(Raw entries)
--- --- ---

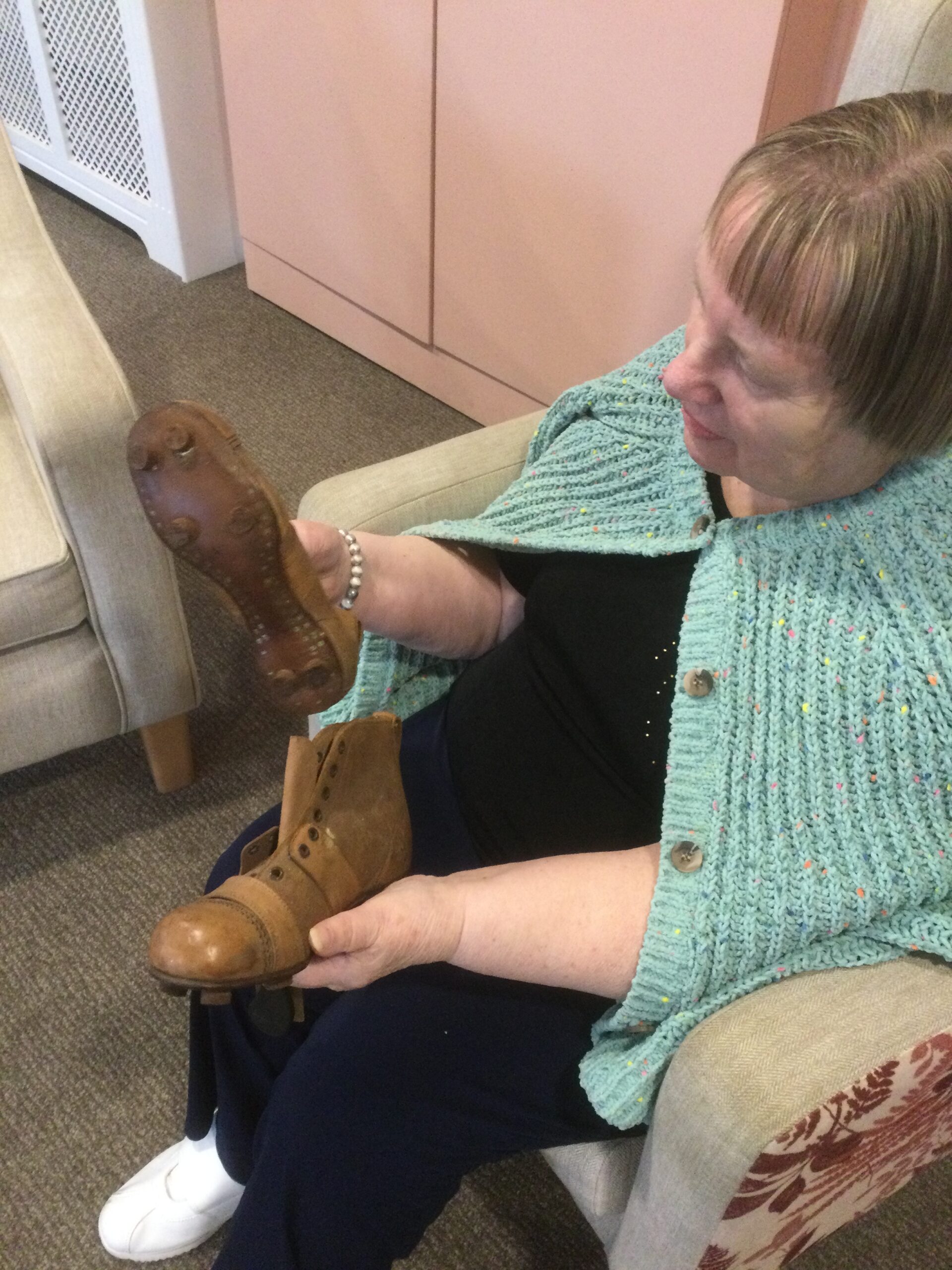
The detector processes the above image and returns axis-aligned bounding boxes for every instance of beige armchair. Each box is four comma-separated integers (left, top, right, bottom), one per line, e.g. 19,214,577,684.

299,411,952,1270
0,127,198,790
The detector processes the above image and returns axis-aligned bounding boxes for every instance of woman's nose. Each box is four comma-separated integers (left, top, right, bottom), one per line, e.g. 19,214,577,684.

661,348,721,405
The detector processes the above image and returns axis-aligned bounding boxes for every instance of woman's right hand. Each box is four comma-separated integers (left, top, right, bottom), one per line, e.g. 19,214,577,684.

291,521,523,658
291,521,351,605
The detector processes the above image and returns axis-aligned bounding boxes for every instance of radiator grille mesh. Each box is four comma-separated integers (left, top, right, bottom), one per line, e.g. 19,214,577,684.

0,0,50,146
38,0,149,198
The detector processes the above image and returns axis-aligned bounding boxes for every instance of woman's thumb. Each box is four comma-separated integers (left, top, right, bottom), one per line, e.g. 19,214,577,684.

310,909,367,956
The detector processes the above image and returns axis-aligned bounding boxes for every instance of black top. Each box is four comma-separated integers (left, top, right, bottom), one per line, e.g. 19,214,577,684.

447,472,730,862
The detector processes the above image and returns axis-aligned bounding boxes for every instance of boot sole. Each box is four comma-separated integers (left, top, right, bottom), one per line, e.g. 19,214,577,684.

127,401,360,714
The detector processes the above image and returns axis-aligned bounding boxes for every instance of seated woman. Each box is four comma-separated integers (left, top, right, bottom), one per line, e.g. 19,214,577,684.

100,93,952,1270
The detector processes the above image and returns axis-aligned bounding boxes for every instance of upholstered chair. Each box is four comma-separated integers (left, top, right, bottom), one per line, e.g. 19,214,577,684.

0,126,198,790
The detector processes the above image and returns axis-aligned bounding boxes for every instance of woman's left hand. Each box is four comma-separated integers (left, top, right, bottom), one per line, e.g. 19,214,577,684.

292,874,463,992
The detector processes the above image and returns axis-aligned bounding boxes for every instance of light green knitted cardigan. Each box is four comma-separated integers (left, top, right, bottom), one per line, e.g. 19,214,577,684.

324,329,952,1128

--- --- ---

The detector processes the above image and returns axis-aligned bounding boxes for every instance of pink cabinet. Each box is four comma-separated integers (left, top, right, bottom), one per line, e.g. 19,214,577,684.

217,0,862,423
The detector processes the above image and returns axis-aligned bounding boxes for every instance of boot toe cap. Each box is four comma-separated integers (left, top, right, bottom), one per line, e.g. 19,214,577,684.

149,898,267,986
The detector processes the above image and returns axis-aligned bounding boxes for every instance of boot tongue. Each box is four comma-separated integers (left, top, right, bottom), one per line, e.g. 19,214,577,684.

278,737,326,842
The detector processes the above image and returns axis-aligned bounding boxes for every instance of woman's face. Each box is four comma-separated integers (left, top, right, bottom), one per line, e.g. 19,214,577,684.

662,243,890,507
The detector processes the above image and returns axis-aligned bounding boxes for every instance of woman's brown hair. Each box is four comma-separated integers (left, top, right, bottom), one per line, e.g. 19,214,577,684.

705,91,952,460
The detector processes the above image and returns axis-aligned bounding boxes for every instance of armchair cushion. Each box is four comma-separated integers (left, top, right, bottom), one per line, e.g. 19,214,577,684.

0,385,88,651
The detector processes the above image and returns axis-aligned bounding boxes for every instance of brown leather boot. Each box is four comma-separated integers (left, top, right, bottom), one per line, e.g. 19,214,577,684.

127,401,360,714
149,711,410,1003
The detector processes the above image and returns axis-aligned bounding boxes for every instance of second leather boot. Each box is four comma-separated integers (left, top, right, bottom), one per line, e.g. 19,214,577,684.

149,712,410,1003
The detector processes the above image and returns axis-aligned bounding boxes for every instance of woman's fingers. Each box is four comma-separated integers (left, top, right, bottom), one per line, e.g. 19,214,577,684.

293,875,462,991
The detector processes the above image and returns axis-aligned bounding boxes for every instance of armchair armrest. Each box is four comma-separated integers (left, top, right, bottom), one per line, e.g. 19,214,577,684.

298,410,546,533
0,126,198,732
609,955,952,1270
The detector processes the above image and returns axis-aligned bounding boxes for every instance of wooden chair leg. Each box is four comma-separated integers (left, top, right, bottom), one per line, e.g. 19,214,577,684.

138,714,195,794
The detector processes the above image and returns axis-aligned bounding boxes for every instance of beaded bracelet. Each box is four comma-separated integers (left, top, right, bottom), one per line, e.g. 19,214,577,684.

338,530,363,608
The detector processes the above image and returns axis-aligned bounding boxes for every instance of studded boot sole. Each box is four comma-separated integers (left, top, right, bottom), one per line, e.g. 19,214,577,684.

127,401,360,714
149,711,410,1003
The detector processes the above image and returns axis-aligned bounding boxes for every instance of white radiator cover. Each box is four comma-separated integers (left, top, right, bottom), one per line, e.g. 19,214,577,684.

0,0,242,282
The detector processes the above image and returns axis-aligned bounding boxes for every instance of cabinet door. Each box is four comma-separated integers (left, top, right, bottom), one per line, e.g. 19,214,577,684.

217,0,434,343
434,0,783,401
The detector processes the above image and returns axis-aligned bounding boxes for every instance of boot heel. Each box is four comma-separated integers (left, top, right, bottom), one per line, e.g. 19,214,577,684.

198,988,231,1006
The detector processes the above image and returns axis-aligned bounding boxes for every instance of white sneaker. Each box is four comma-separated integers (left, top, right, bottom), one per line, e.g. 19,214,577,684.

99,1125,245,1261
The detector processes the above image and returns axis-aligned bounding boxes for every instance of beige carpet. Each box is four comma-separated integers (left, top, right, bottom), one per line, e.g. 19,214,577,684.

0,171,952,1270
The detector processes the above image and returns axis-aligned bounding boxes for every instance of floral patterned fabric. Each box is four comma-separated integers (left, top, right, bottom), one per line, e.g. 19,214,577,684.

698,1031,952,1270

--- --- ---

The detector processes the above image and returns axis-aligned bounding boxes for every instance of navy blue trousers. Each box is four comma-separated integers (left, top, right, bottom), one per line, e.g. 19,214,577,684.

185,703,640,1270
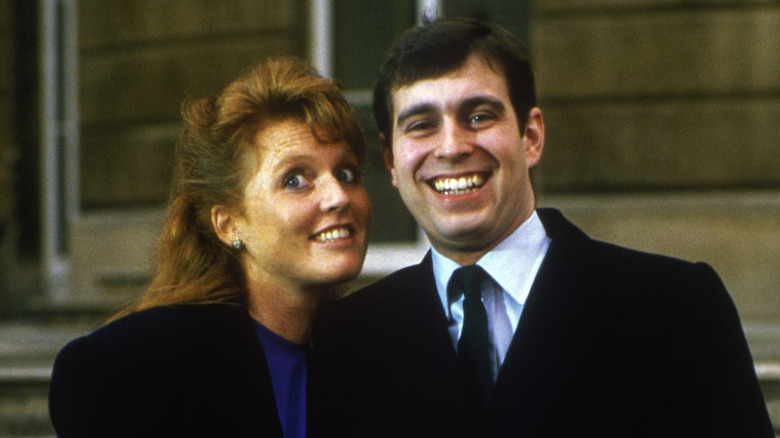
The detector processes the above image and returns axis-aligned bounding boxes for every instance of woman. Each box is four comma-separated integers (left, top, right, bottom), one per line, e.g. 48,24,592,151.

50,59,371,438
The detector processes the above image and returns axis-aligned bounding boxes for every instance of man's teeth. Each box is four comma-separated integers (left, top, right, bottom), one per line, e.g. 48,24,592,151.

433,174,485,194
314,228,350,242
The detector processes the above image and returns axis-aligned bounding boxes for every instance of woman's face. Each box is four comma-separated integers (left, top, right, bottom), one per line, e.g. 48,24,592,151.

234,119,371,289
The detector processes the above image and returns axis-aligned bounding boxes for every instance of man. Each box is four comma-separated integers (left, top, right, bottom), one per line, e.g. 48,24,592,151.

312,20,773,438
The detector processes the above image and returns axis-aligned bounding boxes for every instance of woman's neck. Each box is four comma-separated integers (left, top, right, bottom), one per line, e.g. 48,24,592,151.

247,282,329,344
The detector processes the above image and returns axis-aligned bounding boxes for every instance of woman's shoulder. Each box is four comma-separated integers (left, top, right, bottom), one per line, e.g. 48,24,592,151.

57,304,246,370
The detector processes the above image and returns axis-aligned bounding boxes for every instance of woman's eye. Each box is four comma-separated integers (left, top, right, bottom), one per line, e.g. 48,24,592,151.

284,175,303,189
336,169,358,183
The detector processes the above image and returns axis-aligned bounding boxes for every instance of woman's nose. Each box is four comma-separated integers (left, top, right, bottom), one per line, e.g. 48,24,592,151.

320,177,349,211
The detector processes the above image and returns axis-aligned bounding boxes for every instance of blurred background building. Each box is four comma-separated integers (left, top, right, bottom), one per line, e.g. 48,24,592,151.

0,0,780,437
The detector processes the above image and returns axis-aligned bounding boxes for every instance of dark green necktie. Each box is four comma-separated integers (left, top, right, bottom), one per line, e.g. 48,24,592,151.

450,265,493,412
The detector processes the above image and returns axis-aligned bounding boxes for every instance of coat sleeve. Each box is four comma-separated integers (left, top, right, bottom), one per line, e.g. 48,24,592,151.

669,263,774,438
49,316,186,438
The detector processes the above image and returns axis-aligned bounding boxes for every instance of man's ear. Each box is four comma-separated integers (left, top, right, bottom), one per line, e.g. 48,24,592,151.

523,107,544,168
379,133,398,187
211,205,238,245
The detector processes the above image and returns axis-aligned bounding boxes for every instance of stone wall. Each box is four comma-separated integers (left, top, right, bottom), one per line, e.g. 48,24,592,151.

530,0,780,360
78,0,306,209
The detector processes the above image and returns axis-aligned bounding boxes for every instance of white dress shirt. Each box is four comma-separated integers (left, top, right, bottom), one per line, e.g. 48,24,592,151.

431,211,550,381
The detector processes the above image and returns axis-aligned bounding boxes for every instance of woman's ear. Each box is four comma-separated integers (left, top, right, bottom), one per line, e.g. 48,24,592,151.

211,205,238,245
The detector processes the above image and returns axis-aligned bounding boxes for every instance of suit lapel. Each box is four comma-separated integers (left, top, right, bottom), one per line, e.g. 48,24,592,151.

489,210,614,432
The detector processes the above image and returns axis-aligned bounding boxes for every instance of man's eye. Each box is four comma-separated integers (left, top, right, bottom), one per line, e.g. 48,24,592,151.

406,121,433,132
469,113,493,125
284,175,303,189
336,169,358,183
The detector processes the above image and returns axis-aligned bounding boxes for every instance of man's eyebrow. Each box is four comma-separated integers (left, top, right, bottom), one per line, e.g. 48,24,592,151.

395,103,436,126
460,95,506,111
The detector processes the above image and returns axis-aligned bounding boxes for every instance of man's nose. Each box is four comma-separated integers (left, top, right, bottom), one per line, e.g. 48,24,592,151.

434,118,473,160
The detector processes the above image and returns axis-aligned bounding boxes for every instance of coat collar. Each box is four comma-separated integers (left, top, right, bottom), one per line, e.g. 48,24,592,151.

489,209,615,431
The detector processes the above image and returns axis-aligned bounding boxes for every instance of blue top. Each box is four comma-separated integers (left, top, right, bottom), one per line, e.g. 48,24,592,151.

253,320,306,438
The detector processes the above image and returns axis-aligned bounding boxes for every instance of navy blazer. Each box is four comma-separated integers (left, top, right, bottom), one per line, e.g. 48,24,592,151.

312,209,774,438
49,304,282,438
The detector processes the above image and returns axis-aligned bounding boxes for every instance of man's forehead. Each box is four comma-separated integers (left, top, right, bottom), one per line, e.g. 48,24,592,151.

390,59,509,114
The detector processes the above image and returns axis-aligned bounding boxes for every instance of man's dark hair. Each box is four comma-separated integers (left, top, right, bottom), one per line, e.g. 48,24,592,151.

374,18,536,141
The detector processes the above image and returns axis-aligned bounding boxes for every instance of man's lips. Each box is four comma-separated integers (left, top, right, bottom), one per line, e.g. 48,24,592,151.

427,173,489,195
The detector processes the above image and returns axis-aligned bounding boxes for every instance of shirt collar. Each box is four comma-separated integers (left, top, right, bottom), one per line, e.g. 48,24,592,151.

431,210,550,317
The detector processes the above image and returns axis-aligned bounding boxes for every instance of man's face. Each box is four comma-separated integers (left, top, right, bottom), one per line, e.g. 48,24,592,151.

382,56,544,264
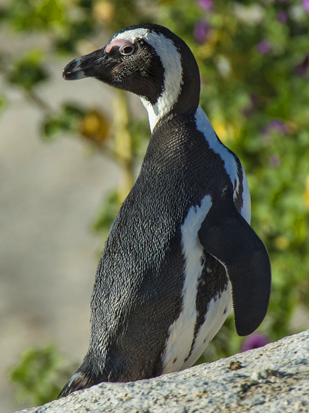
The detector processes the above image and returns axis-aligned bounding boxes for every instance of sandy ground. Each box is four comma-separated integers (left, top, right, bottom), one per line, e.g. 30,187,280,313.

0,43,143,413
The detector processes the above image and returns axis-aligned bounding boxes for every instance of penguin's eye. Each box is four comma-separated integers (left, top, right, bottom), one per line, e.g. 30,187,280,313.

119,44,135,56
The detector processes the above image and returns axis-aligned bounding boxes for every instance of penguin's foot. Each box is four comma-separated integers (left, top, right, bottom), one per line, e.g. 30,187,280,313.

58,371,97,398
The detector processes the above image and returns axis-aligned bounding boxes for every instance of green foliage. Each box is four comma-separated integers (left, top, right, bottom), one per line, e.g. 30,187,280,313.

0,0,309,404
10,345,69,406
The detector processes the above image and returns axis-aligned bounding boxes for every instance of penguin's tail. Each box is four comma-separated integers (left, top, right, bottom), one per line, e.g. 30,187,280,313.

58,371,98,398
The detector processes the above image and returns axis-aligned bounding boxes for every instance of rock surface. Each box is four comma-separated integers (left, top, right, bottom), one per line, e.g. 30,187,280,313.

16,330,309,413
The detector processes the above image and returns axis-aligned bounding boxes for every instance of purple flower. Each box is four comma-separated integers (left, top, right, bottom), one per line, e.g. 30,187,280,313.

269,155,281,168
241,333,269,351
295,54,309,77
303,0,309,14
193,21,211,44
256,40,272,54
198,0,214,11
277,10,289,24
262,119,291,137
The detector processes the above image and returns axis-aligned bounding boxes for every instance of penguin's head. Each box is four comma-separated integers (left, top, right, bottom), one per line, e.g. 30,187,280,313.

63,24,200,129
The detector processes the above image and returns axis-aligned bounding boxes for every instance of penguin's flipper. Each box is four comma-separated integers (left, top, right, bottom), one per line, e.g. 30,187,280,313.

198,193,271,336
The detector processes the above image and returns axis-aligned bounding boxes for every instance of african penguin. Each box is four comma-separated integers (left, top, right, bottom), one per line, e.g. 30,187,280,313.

--- --- ---

Could you lay out everything in the entries above, from the line containing "of man's teeth." down to the line containing "234,119,371,289", both included, as a Markdown table with columns n and Line? Number the rows and leave out blank lines.

| n | Line |
|---|---|
| 1 | The detector processes the above image and returns axis-aligned bounding boxes for every instance of man's teeth. Each box is four comma-separated integers (left, top, right, bottom), one per line, e.g. 48,24,592,151. |
| 2 | 433,174,485,194 |
| 3 | 314,228,350,242 |
| 4 | The detector processes the above image and returns axis-aligned bounding boxes for every instance of woman's face. Each box is four comma-separated integers (left, top, right, bottom), one per line, e.g. 48,24,592,151. |
| 5 | 234,119,371,289 |